---------- Materials provided ----------

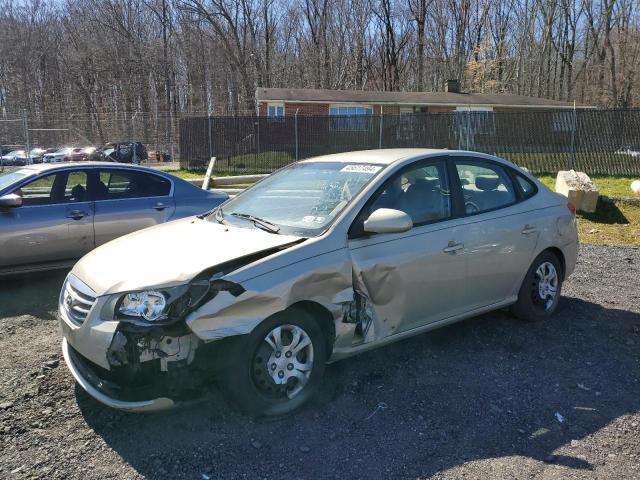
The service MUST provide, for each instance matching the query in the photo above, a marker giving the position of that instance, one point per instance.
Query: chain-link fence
(594, 141)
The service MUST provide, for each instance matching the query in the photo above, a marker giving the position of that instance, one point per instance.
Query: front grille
(77, 300)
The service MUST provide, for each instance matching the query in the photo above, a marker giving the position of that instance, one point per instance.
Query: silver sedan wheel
(547, 279)
(290, 361)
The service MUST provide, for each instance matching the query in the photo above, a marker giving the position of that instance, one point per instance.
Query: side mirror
(10, 200)
(388, 220)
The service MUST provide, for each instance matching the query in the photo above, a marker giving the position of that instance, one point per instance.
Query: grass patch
(612, 224)
(609, 185)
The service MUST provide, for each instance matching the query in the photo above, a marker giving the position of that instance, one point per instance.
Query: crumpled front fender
(325, 279)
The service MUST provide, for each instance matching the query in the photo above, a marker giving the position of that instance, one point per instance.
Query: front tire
(277, 367)
(539, 294)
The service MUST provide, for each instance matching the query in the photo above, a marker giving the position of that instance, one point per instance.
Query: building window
(407, 124)
(350, 118)
(275, 112)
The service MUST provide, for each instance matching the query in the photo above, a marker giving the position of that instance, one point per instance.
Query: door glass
(421, 192)
(63, 187)
(121, 184)
(528, 189)
(485, 187)
(75, 189)
(38, 192)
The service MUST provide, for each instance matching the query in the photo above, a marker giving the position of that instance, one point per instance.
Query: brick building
(285, 102)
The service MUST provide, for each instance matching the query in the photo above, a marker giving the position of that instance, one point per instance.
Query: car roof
(379, 157)
(45, 167)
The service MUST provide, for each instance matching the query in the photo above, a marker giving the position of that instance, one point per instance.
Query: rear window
(123, 184)
(8, 179)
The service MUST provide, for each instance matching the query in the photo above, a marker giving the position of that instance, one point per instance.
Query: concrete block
(579, 189)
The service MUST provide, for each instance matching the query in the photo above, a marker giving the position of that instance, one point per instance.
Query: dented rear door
(408, 278)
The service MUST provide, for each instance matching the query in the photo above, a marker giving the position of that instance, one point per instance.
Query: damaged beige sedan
(321, 260)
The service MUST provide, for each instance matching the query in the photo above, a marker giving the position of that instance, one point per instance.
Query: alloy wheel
(283, 362)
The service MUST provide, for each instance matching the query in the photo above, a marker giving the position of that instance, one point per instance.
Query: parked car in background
(61, 155)
(81, 154)
(52, 214)
(14, 158)
(158, 156)
(125, 152)
(4, 149)
(321, 260)
(37, 154)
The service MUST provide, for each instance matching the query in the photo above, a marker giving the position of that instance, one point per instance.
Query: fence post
(210, 135)
(468, 126)
(25, 124)
(573, 138)
(295, 126)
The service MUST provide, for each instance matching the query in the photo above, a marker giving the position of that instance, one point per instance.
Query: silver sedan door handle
(453, 247)
(76, 214)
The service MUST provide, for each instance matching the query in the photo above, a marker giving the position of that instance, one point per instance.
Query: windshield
(16, 153)
(7, 179)
(302, 199)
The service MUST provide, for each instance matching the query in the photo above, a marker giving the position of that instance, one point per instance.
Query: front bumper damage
(125, 366)
(99, 389)
(147, 370)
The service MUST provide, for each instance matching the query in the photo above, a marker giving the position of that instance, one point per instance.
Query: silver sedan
(51, 215)
(323, 259)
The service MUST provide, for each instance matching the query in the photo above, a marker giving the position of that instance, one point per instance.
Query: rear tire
(276, 368)
(539, 294)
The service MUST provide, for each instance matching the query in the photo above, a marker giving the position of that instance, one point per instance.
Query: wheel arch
(322, 316)
(560, 256)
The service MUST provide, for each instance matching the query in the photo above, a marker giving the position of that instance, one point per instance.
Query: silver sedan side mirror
(10, 200)
(388, 220)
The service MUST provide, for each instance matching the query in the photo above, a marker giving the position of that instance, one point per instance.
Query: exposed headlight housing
(149, 304)
(166, 305)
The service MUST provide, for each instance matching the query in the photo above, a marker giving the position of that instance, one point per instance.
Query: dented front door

----------

▶ _Task objective_
Reproduce all the entries that precede this task, word for word, minus any pictures.

▶ _Output_
The service MUST provide, for each instance matching the query in the photo above, a marker giving the position of that instance, one point per instance.
Query: chain-link fence
(594, 141)
The service MUST provide, for each instance matching the query in the photo above, a marker giving the position of that instance, one point per instance.
Query: front grille
(77, 300)
The service MUST provide, for each instance matching the query in the photo above, a marker giving the position of that instance, one point per instance.
Query: silver sedan wheel
(547, 279)
(290, 361)
The service MUST provide, for each instance matching the query in the photo above, a marker giving the position of that instance, one point per instance.
Query: side mirror
(10, 200)
(388, 220)
The service MUST provide, for each instance matching the query in the photo above, a marker giving the position of that instance, one point per instance.
Query: grass patch
(612, 224)
(609, 185)
The service MUST provide, for each instance matching the query in the photo above, a marker giving the position of that instance, one point per instance.
Query: crumpled front fender
(325, 279)
The service MUST provide, for each instance matching the query in the photo above, a marker giving the position of that instance, one point per instance.
Query: front tire
(277, 367)
(539, 294)
The service MUST provide, for each instance matching the query in the photo above, a marker giving the position of that instance, one point per instance.
Query: building window
(407, 124)
(350, 118)
(275, 112)
The service MUST provide, for each instance matching the query in the photo above, a marker giving the position of that instance, one point per instance.
Query: door glass
(421, 192)
(63, 187)
(121, 184)
(528, 189)
(485, 187)
(75, 189)
(38, 192)
The service MUST provide, for each instance matching the query in the photo above, a marker giving the position of that instance, one point per instance.
Query: brick building
(285, 102)
The service MUST provide, for each instance matching the query in the photo above, a marker giving the position of that instance, one point per instance.
Query: car roof
(379, 157)
(45, 167)
The service MUST provide, for each instance matching the query in the photo above, a marker giving the position of that instance, one point per instance.
Query: rear window
(123, 184)
(8, 179)
The service MUST provide, for each instance matching the query in the photo above, a marker giving the position of that instance, one point per instance.
Query: concrete block
(579, 189)
The service MUST provide, for each instance matching the query in the photo above, a marker giving the position of that instance, one point per instance.
Query: dented rear door
(408, 278)
The service MUST provide, for each instance matching the query in the photo above, a marker giving the position of that instance, one point per instance.
Query: damaged beige sedan
(321, 260)
The service MUST provide, for each instance matching the query in the photo above, a marker giving the position of that instance, one point per instance.
Query: alloy wheel
(283, 362)
The service MUST provide, for each instance matching the query in the photo above, a marker giving the position of that instance, one point per instance.
Query: parked car in background
(61, 155)
(81, 154)
(52, 214)
(14, 158)
(158, 156)
(125, 152)
(4, 149)
(321, 260)
(37, 154)
The service MUST provide, for each instance matching the query in the photo above, a marker giving the position of that instance, one point per instance.
Query: fence post
(210, 135)
(468, 126)
(25, 124)
(573, 138)
(295, 126)
The service MUST provide, for each instance matching the query in the photo above, a marker giving the position of that instance, one point per instance.
Query: silver sedan door handle
(453, 247)
(76, 214)
The service MUST provide, for each instance matching the query in the photo above, a marker giving the position of that instance, one point per instance.
Query: windshield
(16, 153)
(7, 179)
(302, 199)
The service MUST provide, for each instance matching the query in the photo above, a marker giving the position of that instance, one point per instance.
Query: front bumper damage
(125, 366)
(99, 389)
(147, 370)
The service MUST provide, for each instance matching the query in the photo above, a marker giving the position of that instance, one point per instance.
Query: silver sedan
(51, 215)
(323, 259)
The service MUST provide, for each instance matching the query in the photo above, a marker giving the position of that instance, one point per instance.
Query: rear tire
(276, 368)
(539, 294)
The service MUST provide, for each instance matching the query in the photo above, a marker giving the position of that instance, one point per instance.
Query: wheel arch
(322, 316)
(560, 256)
The service MUST provide, for each instance matching the query in the photo above, a marker giving the position of that instance, one point per instance.
Query: silver sedan side mirror
(10, 200)
(388, 220)
The service MUST provide, for each instance matching the query in the photo above, a marker giving the position of that instance, one point per instance.
Query: exposed headlight housing
(149, 304)
(166, 305)
The service MUST provide, for each instance matching the query in the photo above, a marker giving the position of that instance, one point per instance.
Query: dented front door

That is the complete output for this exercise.